Source text:

--- START ---

There isn't one because you can't do it in the general case - what if you have a lazy infinite generator? For example:

def fib():
    a, b = 0, 1
    while True:
        a, b = b, a + b
        yield a

This never terminates but will generate the Fibonacci numbers. You can get as many Fibanacci numbers as you want by calling next().

If you really need to know the number of items there are, then you can't iterate through them linearly one time anyways, so just use a different data structure such as a regular list.

Answer 2

Duplicate question, even with almost the same example code:

Is there any built-in way to get the length of an iterable in Python?

Answer 3

You can use enumerate() to loop through the generated data stream, then return the last number -- the number of items.

I tried to use itertools.count() with itertools.izip() but no luck. This is the best/shortest answer I've come up with:

#!/usr/bin/python

import itertools

def func():
    for i in 'yummy beer':
        yield i

def icount(ifunc):
    for size,_ in enumerate(ifunc()):
        pass
    return size+1

print list(func())
print 'icount',icount(func)

# ['y', 'u', 'm', 'm', 'y', ' ', 'b', 'e', 'e', 'r']
# icount 10

Kamil Kisiel's solution is way better:

def count_iterable(i):
    return sum(1 for e in i)

--- END ---

Work instructions:
**a)** Using the thread on generator length, explain in one to three sentences why there is no general way to get the length of a generator.
**b)** Summarize the thread on generator length in three sentences.
The records that come next are separate material with no connection to the thread on generator length.

Extracted records:
--- START ---

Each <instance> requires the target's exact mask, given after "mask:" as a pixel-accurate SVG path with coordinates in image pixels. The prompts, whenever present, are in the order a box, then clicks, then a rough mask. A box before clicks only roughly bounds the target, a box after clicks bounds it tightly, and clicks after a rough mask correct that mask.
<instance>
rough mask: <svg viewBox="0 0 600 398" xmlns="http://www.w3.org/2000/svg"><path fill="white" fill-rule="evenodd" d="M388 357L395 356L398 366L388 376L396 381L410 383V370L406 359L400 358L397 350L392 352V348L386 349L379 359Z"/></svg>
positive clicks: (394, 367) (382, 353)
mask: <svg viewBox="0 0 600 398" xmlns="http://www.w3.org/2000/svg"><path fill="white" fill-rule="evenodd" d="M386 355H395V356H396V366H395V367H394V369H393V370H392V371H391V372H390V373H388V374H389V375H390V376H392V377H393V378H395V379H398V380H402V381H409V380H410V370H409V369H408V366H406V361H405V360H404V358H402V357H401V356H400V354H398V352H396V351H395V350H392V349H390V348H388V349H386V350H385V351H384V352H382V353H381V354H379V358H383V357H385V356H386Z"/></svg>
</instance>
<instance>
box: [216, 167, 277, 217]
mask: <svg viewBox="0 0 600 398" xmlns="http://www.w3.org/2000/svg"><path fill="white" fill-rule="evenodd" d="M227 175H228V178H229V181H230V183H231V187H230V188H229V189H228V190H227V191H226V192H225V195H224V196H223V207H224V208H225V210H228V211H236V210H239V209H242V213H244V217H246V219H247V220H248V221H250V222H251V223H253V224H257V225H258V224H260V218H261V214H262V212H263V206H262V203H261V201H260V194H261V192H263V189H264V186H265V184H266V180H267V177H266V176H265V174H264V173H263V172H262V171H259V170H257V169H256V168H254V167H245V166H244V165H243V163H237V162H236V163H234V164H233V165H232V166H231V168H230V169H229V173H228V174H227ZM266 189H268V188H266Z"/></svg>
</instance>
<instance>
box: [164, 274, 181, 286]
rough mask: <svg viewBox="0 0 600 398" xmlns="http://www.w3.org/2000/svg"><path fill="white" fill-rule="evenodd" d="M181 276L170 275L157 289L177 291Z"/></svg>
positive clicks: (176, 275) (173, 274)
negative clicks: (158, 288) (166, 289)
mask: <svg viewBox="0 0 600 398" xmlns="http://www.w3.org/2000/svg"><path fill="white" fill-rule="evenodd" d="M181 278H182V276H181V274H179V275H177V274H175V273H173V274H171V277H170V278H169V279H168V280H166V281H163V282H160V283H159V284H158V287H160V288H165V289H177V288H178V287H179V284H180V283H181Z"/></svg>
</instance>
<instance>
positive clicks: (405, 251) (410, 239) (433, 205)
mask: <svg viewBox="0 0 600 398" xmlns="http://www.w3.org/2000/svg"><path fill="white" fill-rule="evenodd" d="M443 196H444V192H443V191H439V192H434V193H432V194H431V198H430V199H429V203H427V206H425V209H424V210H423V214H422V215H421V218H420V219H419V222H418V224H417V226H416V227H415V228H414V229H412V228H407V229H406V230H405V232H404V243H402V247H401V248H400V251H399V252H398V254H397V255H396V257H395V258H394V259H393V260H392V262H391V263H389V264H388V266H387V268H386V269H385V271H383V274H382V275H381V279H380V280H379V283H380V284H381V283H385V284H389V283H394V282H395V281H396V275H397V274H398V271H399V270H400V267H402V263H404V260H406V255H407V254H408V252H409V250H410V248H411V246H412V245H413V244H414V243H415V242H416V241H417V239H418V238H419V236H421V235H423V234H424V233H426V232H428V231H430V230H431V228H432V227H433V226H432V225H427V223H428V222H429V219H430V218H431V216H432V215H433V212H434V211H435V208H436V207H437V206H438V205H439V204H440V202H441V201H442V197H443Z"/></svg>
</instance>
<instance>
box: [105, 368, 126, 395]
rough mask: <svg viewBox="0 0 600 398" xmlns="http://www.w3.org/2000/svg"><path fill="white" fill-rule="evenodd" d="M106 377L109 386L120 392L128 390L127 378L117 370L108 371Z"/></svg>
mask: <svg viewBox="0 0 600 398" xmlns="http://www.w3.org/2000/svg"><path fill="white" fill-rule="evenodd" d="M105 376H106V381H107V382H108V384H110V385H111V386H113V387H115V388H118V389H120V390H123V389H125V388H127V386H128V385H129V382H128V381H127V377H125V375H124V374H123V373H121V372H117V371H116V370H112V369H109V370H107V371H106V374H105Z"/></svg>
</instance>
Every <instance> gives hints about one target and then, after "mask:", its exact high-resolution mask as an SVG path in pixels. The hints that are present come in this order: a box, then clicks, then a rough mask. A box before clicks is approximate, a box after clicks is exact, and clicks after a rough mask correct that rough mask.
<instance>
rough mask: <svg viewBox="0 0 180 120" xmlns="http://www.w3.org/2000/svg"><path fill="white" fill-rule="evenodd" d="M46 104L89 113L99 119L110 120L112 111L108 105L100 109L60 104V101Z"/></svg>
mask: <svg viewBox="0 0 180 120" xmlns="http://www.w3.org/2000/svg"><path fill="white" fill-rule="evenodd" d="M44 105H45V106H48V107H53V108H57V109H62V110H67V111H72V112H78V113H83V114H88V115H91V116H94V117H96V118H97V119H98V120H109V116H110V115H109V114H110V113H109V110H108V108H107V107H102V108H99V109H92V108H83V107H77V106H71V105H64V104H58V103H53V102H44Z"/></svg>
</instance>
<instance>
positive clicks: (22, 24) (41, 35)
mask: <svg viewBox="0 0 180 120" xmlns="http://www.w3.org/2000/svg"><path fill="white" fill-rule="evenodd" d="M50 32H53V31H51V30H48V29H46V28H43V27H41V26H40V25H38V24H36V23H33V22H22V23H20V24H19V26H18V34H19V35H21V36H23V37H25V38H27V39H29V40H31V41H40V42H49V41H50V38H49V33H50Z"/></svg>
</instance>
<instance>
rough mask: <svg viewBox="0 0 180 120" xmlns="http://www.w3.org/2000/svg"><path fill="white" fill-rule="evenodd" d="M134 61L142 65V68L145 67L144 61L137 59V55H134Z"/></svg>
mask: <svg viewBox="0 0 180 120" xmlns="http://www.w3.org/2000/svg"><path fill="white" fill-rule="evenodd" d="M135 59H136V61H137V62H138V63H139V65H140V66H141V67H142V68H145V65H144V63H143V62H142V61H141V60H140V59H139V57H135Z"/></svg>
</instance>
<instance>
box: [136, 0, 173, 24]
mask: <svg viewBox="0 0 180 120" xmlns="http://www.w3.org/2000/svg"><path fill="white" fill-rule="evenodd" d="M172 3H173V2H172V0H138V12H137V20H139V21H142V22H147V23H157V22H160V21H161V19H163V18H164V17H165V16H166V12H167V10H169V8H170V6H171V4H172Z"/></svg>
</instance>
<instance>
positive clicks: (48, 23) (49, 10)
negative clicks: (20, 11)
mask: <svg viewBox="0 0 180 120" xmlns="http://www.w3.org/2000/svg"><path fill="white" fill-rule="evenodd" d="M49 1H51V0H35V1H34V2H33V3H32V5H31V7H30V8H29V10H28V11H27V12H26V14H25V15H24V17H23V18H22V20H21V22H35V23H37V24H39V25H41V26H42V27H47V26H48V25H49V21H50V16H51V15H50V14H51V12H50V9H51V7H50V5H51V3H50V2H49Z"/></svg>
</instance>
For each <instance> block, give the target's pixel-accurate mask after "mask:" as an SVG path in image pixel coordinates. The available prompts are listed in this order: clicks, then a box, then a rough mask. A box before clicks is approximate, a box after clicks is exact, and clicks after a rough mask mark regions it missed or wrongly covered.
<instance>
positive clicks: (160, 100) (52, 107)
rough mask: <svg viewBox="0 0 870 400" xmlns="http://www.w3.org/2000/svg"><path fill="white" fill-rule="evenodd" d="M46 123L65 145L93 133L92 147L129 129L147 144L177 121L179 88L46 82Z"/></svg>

--- END ---

Results of the exercise:
**a)** A generator can be lazy and infinite, so in the general case it has no length that can be counted. The fib() example shows this: it never terminates but keeps producing Fibonacci numbers for as long as next() is called.

**b)** The first answer says a generator's length cannot be found in the general case, since a lazy one like the Fibonacci generator never terminates, and it recommends a regular list when the item count is really needed. The second answer calls the question a duplicate of one asking for a built-in way to get an iterable's length. The third answer counts items by looping with enumerate() and returning the last number plus one, then calls Kamil Kisiel's sum(1 for e in i) way better.